STATED TASK: Update the entries starting with the line with "light blue shirt" and going on through the line with "[211,248,216,297]", replacing "man on bicycle" with "person on bicycle" and leaving everything else unchanged.
>>
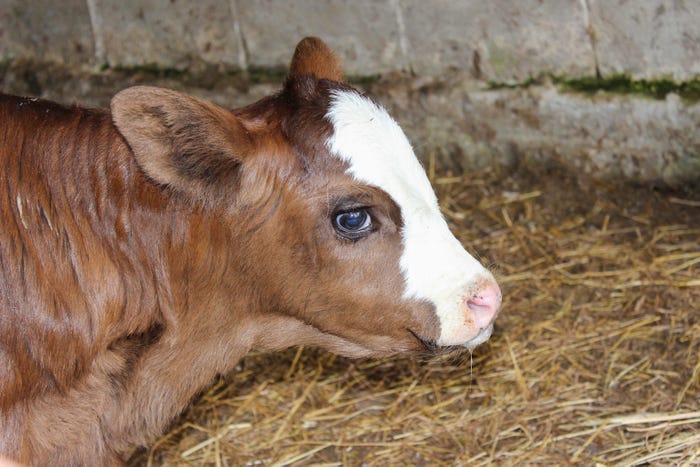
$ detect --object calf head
[112,38,501,356]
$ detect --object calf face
[0,39,501,465]
[112,39,501,356]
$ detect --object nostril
[467,283,502,328]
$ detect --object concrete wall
[0,0,700,183]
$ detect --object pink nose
[467,281,502,329]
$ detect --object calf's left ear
[111,86,251,197]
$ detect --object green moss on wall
[489,74,700,101]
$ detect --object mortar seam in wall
[228,0,250,70]
[85,0,107,66]
[580,0,601,78]
[390,0,413,72]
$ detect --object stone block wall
[0,0,700,183]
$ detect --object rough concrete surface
[0,0,700,184]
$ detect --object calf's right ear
[111,86,251,197]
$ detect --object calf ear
[111,86,251,197]
[289,37,343,81]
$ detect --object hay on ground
[132,163,700,466]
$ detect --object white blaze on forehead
[326,91,492,345]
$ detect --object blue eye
[333,209,372,240]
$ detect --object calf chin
[0,38,501,465]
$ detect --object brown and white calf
[0,38,501,465]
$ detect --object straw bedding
[130,162,700,466]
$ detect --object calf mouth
[406,325,493,356]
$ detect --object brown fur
[0,39,439,465]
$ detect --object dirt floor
[126,160,700,466]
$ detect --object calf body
[0,38,501,464]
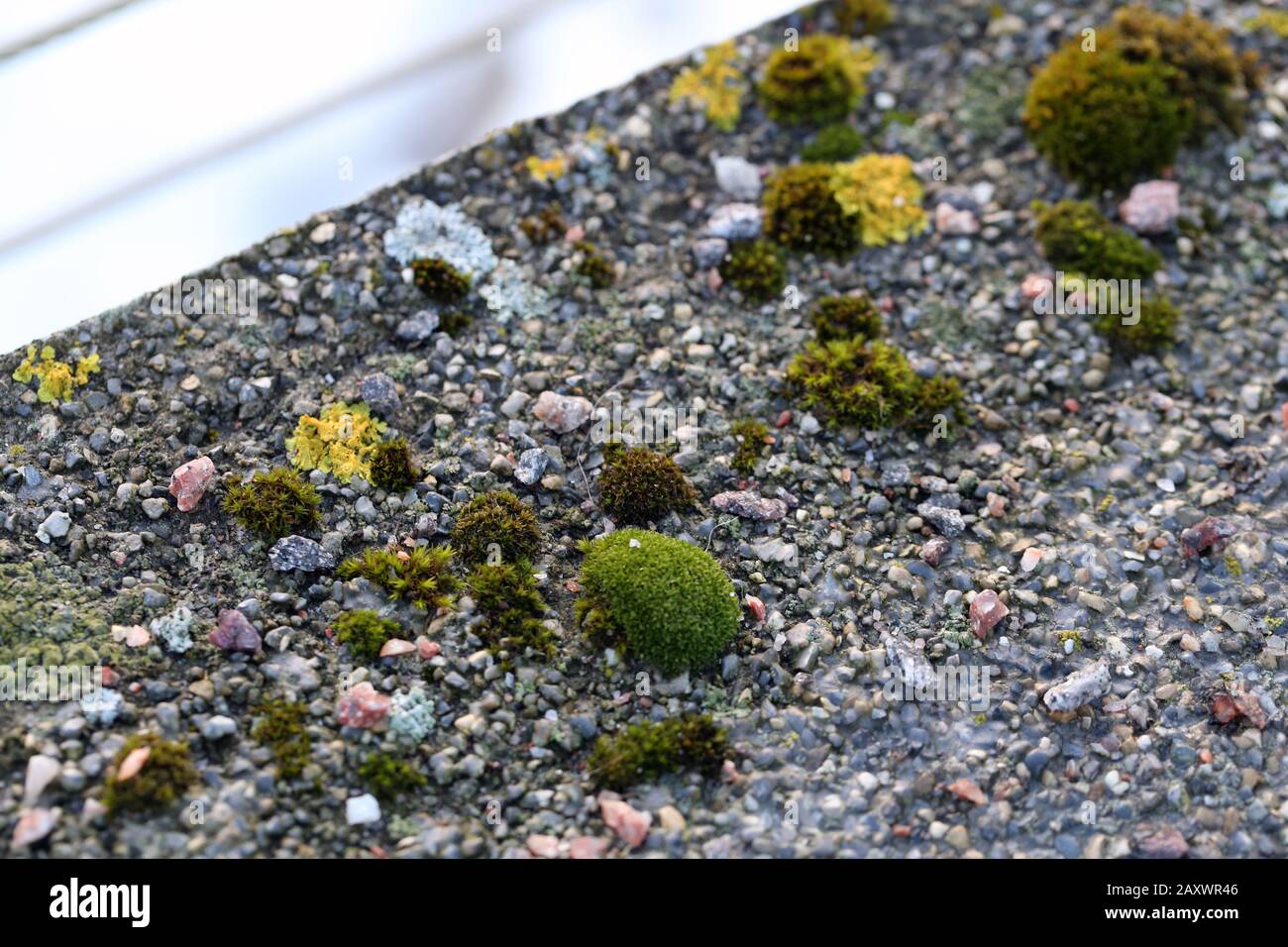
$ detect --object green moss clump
[1102,7,1258,143]
[720,240,787,303]
[1024,40,1193,189]
[802,121,864,164]
[252,698,313,780]
[452,489,541,566]
[103,733,197,814]
[331,608,402,663]
[224,467,322,543]
[358,753,426,801]
[729,417,769,476]
[438,309,474,339]
[763,163,859,256]
[520,204,568,245]
[411,257,471,303]
[576,530,741,676]
[757,34,876,125]
[810,294,885,342]
[1092,299,1181,355]
[787,339,961,430]
[833,0,894,36]
[371,438,420,493]
[599,447,698,524]
[1034,201,1163,279]
[574,240,617,290]
[336,546,459,612]
[467,561,557,661]
[587,714,729,789]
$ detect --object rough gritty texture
[0,1,1288,857]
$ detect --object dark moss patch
[729,417,769,476]
[720,240,787,303]
[802,121,864,163]
[467,561,558,660]
[336,546,459,612]
[574,240,617,290]
[452,489,541,566]
[103,733,197,814]
[371,438,420,493]
[787,339,961,430]
[224,467,322,543]
[411,257,471,304]
[252,698,313,780]
[810,295,885,342]
[757,34,872,125]
[599,447,697,524]
[358,753,426,801]
[331,608,402,663]
[587,714,729,789]
[1034,201,1163,279]
[763,163,859,256]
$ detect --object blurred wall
[0,0,799,351]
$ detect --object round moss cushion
[577,530,741,677]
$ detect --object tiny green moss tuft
[599,447,697,524]
[467,561,558,661]
[802,121,864,163]
[833,0,894,36]
[764,163,859,256]
[1034,201,1163,279]
[103,733,197,814]
[1092,299,1181,356]
[358,753,426,801]
[371,438,420,493]
[575,528,741,676]
[810,294,885,342]
[757,34,877,125]
[587,714,729,789]
[331,608,402,663]
[574,240,617,290]
[252,698,313,780]
[720,240,787,303]
[336,546,459,612]
[452,489,541,566]
[787,339,961,430]
[729,417,769,476]
[224,467,322,543]
[411,257,471,303]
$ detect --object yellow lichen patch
[286,401,385,480]
[13,346,100,402]
[671,40,747,132]
[524,155,568,184]
[832,155,926,246]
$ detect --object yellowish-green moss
[286,401,386,480]
[671,40,747,132]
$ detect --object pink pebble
[970,588,1012,642]
[170,456,215,513]
[599,796,653,848]
[336,681,393,730]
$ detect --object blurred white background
[0,0,799,352]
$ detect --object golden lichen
[523,154,568,184]
[832,155,927,246]
[13,346,100,403]
[671,40,747,132]
[286,401,386,480]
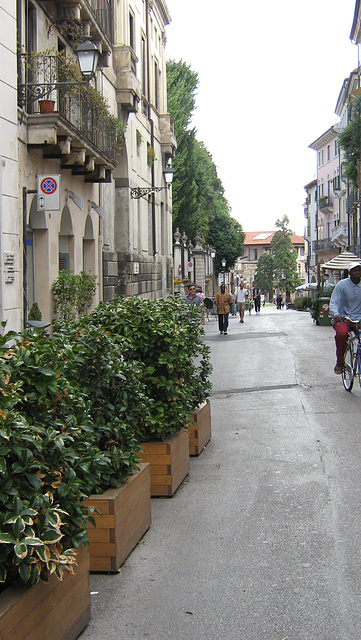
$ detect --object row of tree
[167,60,301,297]
[256,216,301,300]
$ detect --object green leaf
[14,542,28,560]
[0,563,6,582]
[24,537,44,547]
[18,562,30,582]
[0,532,16,544]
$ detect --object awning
[320,251,360,271]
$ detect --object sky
[166,0,358,235]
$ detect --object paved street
[81,308,361,640]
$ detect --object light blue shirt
[330,277,361,322]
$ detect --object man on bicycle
[330,261,361,375]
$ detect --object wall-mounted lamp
[18,38,100,106]
[65,189,84,211]
[130,165,174,199]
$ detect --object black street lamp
[211,248,216,297]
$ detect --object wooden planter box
[140,429,189,498]
[188,402,212,456]
[84,464,151,572]
[0,548,90,640]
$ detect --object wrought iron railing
[18,54,116,162]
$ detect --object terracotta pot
[84,464,151,572]
[39,100,55,113]
[140,429,189,498]
[0,547,90,640]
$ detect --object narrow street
[81,307,361,640]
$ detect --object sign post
[36,174,61,211]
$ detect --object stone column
[193,231,207,292]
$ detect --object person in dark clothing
[252,282,261,313]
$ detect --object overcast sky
[166,0,358,235]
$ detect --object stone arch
[83,213,96,274]
[59,205,74,271]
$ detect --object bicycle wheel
[342,336,357,391]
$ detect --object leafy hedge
[90,297,211,442]
[0,298,211,584]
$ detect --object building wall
[104,0,175,298]
[0,0,22,330]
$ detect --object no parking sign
[36,173,60,211]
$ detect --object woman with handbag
[214,284,232,336]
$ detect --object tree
[271,216,301,296]
[256,253,275,300]
[167,60,244,260]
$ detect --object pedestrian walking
[231,289,237,316]
[236,282,249,323]
[214,284,232,336]
[330,261,361,375]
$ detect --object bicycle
[342,318,361,391]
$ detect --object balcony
[113,45,141,113]
[41,0,114,52]
[18,54,117,182]
[332,221,348,248]
[312,238,333,253]
[318,196,333,213]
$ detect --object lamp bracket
[130,186,169,200]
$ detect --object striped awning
[320,251,361,271]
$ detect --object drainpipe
[145,0,157,256]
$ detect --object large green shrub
[54,317,143,493]
[0,327,142,584]
[0,331,92,584]
[91,297,211,442]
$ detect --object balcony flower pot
[188,402,212,456]
[84,464,151,572]
[140,429,189,498]
[0,547,90,640]
[39,100,55,113]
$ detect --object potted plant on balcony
[54,316,151,571]
[92,298,210,496]
[0,330,91,640]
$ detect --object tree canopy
[167,60,244,270]
[255,253,275,300]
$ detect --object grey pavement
[81,307,361,640]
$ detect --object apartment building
[0,0,176,329]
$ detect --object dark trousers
[218,313,228,331]
[333,322,350,365]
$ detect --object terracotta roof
[244,231,305,246]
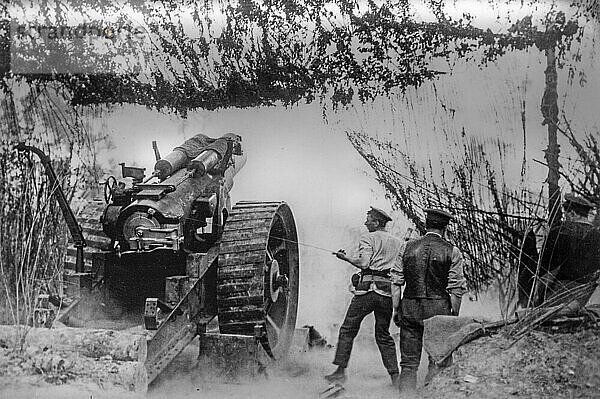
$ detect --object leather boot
[399,369,417,398]
[323,366,346,384]
[390,373,400,389]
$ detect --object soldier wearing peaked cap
[391,209,466,395]
[535,194,600,314]
[325,207,401,386]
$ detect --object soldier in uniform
[392,209,466,395]
[325,207,401,386]
[536,194,600,314]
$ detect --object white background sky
[10,1,600,336]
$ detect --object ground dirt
[0,328,600,399]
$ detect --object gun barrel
[223,154,246,193]
[188,150,221,176]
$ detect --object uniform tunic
[333,230,401,374]
[540,221,600,306]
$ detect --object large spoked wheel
[217,202,299,358]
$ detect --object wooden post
[541,27,562,226]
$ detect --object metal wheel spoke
[267,241,287,257]
[265,247,275,262]
[266,315,281,338]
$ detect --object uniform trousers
[400,298,451,375]
[333,291,398,374]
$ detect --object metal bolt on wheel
[217,202,299,357]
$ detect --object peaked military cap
[424,208,454,224]
[367,206,392,222]
[564,193,595,211]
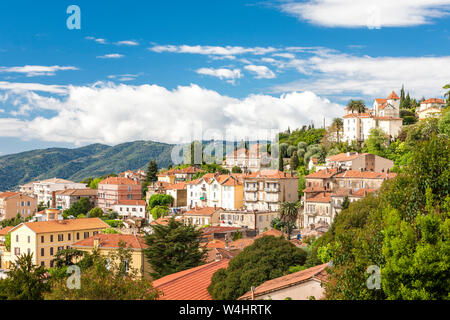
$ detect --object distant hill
[0,141,173,190]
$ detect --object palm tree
[331,118,344,143]
[347,100,366,113]
[280,202,300,240]
[443,83,450,107]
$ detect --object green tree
[145,160,158,184]
[0,254,49,300]
[280,202,300,239]
[145,218,206,279]
[208,236,307,300]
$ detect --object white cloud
[0,83,343,145]
[116,40,139,46]
[273,54,450,99]
[244,64,276,79]
[97,53,124,59]
[0,65,78,77]
[149,45,278,57]
[195,68,242,84]
[86,37,108,44]
[281,0,450,28]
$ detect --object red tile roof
[98,177,139,185]
[72,233,148,250]
[387,91,400,100]
[0,226,14,236]
[118,200,145,206]
[238,263,328,300]
[153,259,230,300]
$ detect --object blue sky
[0,0,450,155]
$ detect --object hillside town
[0,91,446,300]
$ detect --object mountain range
[0,141,173,191]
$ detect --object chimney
[52,191,56,209]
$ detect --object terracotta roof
[305,192,331,203]
[420,98,445,104]
[0,192,19,198]
[343,113,372,119]
[118,200,145,206]
[72,233,148,249]
[14,218,109,233]
[0,226,14,236]
[56,189,98,196]
[166,182,187,190]
[98,177,139,185]
[387,91,400,100]
[153,259,230,300]
[255,229,283,239]
[305,169,337,179]
[244,170,293,179]
[335,170,397,179]
[184,207,223,216]
[238,263,328,300]
[326,153,368,162]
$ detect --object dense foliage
[208,236,307,300]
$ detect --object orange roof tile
[238,263,328,300]
[14,218,109,233]
[72,234,148,249]
[118,200,145,206]
[153,259,230,300]
[98,177,139,185]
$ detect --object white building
[343,91,403,142]
[114,200,145,219]
[29,178,87,205]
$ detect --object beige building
[220,210,279,233]
[183,207,223,227]
[10,218,109,268]
[244,170,299,211]
[72,233,151,278]
[238,264,328,300]
[55,189,98,210]
[0,192,37,221]
[223,144,271,172]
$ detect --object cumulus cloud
[0,65,78,77]
[149,45,278,57]
[0,83,343,145]
[97,53,124,59]
[281,0,450,28]
[195,68,242,83]
[244,64,276,79]
[116,40,139,46]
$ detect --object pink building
[98,177,142,211]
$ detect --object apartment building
[243,170,298,211]
[10,218,109,268]
[114,200,146,219]
[183,207,223,227]
[28,178,87,205]
[72,234,151,278]
[343,91,403,142]
[220,210,279,233]
[98,177,142,211]
[0,192,37,221]
[55,189,98,210]
[223,144,271,172]
[325,152,394,172]
[166,182,187,208]
[303,168,396,227]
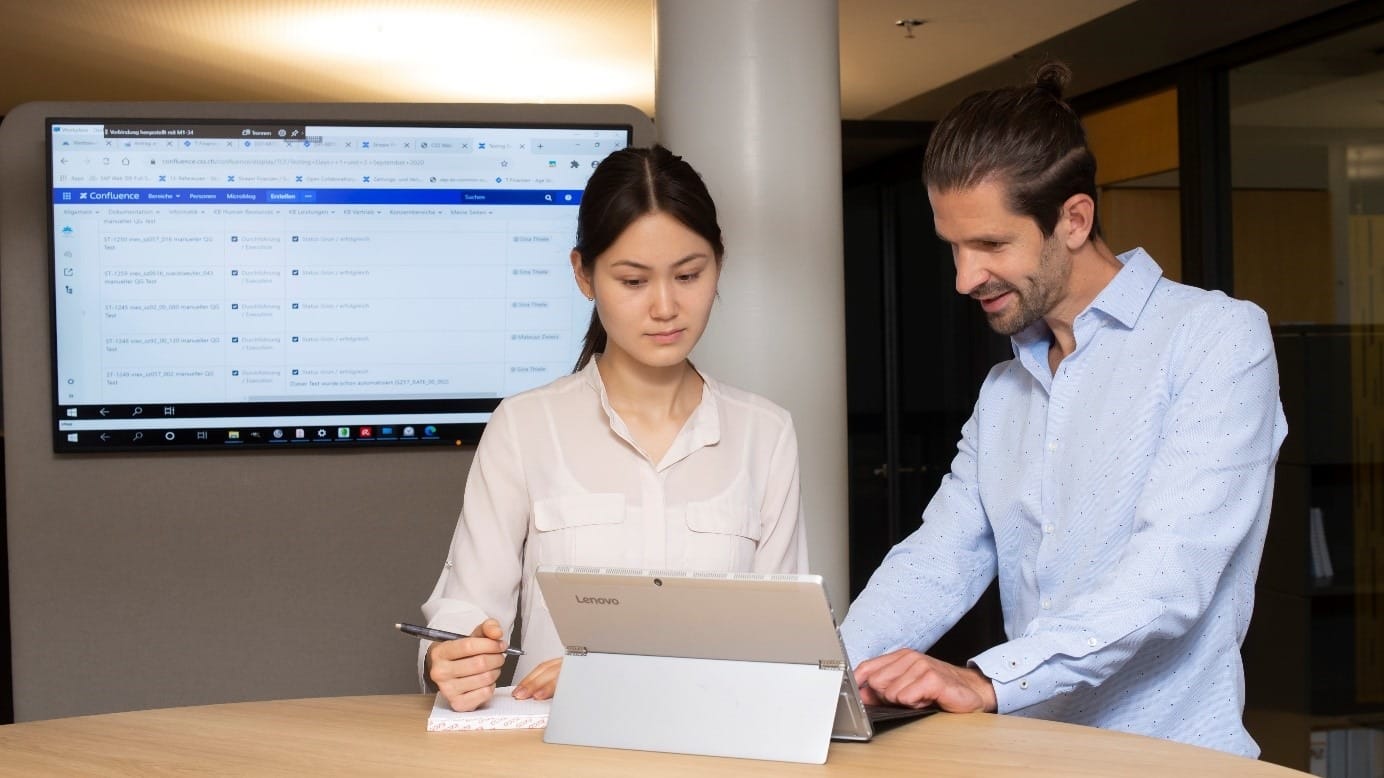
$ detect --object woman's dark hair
[572,145,725,372]
[923,61,1100,237]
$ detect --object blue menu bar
[53,188,581,205]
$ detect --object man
[841,62,1287,756]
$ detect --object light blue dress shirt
[841,249,1287,756]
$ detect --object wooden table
[0,695,1304,778]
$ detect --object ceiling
[0,0,1361,170]
[0,0,1129,119]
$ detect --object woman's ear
[1062,194,1096,251]
[572,249,597,300]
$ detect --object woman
[421,147,807,710]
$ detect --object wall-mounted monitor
[47,107,635,453]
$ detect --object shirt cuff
[966,638,1057,713]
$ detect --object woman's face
[572,213,720,367]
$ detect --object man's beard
[970,238,1071,336]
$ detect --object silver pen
[394,624,523,656]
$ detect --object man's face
[927,181,1071,335]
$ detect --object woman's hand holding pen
[513,656,562,699]
[428,619,514,712]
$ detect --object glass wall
[1228,15,1384,768]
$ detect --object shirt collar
[581,354,721,471]
[1088,248,1163,328]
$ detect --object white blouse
[419,360,807,678]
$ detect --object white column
[655,0,850,606]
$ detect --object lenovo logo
[572,594,620,605]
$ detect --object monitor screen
[47,118,632,453]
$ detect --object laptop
[537,565,931,764]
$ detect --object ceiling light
[894,19,927,37]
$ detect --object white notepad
[428,687,552,732]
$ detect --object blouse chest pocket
[533,494,628,565]
[684,500,763,572]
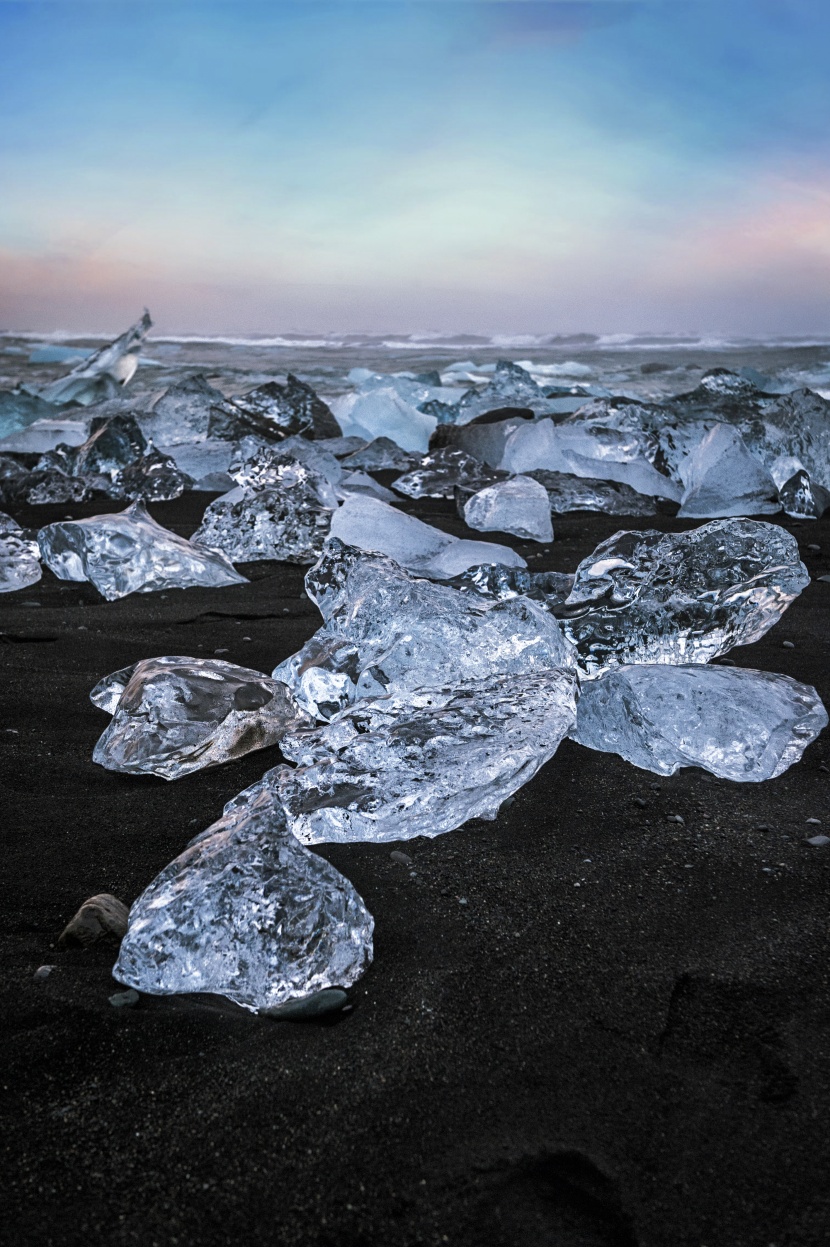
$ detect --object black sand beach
[0,488,830,1247]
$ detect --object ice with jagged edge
[37,501,247,601]
[557,519,810,676]
[332,495,526,580]
[393,446,505,498]
[462,475,553,541]
[229,670,577,844]
[112,791,374,1011]
[0,511,42,594]
[90,655,309,779]
[267,539,573,720]
[571,666,828,783]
<<
COMPLETE RESPONSE:
$ detect --object light blue shirt
[330,277,361,322]
$ detect --object person on bicycle
[330,261,361,375]
$ detect --object wall-mounted lamp
[18,38,100,106]
[65,189,84,211]
[130,165,174,199]
$ detect --object black street lamp
[211,248,216,297]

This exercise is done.